**Extract to read:**
★ ★ ★ ★ ★ ★ ★

If there is one prayer that you should pray/sing every day and every hour, it is the LORD's prayer (Our FATHER in Heaven prayer)
It is the most powerful prayer. A pure heart, a clean mind, and a clear conscience is necessary for it.
- Samuel Dominic Chukwuemeka

For in GOD we live, and move, and have our being. - Acts 17:28

The Joy of a Teacher is the Success of his Students. - Samuel Chukwuemeka

Inferential Statistics

I greet you this day,

First: Read the Stories (Yes, I tell stories too. ☺)
The stories will introduce you to the topic, while making you smile/laugh at the same time.
Second: Review the Notes.
Third: View the Videos.
Fourth: Solve the questions/solved examples.
Fifth: Check your solutions with my thoroughly-explained solved examples.

I wrote some of the codes for the calculators using Javascript, a client-side scripting language. In addition, I used the AJAX Javascript library. Please use the latest Internet browsers. The calculators should work.

Comments, ideas, areas of improvement, questions, and constructive criticisms are welcome. Should you need to contact me, please use the form at the bottom of the page. Thank you for visiting.

Samuel Chukwuemeka (Samdom For Peace) B.Eng., A.A.T, M.Ed., M.S

Story on Population Proportion

Please check back later for the story.

Objectives

Students will:
(1.) Discuss Inferential Statistics.
(2.) Estimate population proportion.
(3.) Estimate population mean.
(4.) Estimate population variance.
(5.) Estimate population standard deviation.
(6.) Calculate inferential statistics using an appropriate statistical software package such as R studio.
(7.) Draw statistical inferences from a large, realistic data set using a statistical software package such as R studio.
(8.) Solve applied problems in inferential statistics.

Introduction

Do you have any favorite News Media? Or do you think any/some of them are fake news?
(Lol ...I did not mention any name so I do not get in trouble. 😊 But anyway, let's get back on track. Please note: I am not endorsing any of them. I am only using them to teach you topics in Statistics.)
Let us review some of the results of the surveys/polls conducted by these New Media. No worries, I shall avoid controversial topics.

1st Example: Using Sample Proportion to Estimate Population Proportion
Proportion deals with Fraction which deals with Percentage.

Notice the result of the poll: Poll: Seven in 10 Americans say TikTok is a threat to national security.
Keep in mind that 7 in 10 Americans means 70% of Americans.
But come on, do you think NPR/PBS NewsHour/Marist Poll surveyed all American adults?
If they did not survey all American adults, why would they say 7 in 10 Americans?
By the way, this is the data collection process:

So, would it not be better if they specified: 70% of 1327 = 0.7(1327) = 928.9 ≈ 929 adults...the 70% here is a statistic (numerical summary of a sample)
But they specified 70% of American adults ... the 70% here is a parameter (numerical summary of a population)
Noticed how NPR/PBS NewsHour/Marist Poll used the results of a sample to infer on a population?
Notice they included: the result of the poll, the sample size, and the margin of error.
But they did not specify an important measure. We shall find out that measure in the second example.
Let us review another example.

2nd Example: Using Sample Mean to Estimate Population Mean
Mean is the same as Average.

The result of the survey states that: Americans are spending 4 hours, 25 minutes each day on their phones.
They only surveyed 1000 Americans.

★ ★ ★ ★ ★ ★ ★

**Collected data:**

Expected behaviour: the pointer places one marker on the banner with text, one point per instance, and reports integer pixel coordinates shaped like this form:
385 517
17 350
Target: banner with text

★ ★ ★ ★ ★ ★ ★

**Written tasks:**
A - Shorten the paragraph of the statistics lesson that begins "I wrote some of the codes" while keeping its main facts.
B - According to the statistics lesson, how many Americans were surveyed about time spent on their phones?
C - List every population measure that the objectives in the statistics lesson say students will estimate.
The listing isn't needed for this work.

**Solutions per task:**
A - Some calculator code was written in JavaScript, a client-side scripting language, with the AJAX JavaScript library. The calculators should work in the latest browsers.

B - 1000 Americans.

C - Population proportion, population mean, population variance, population standard deviation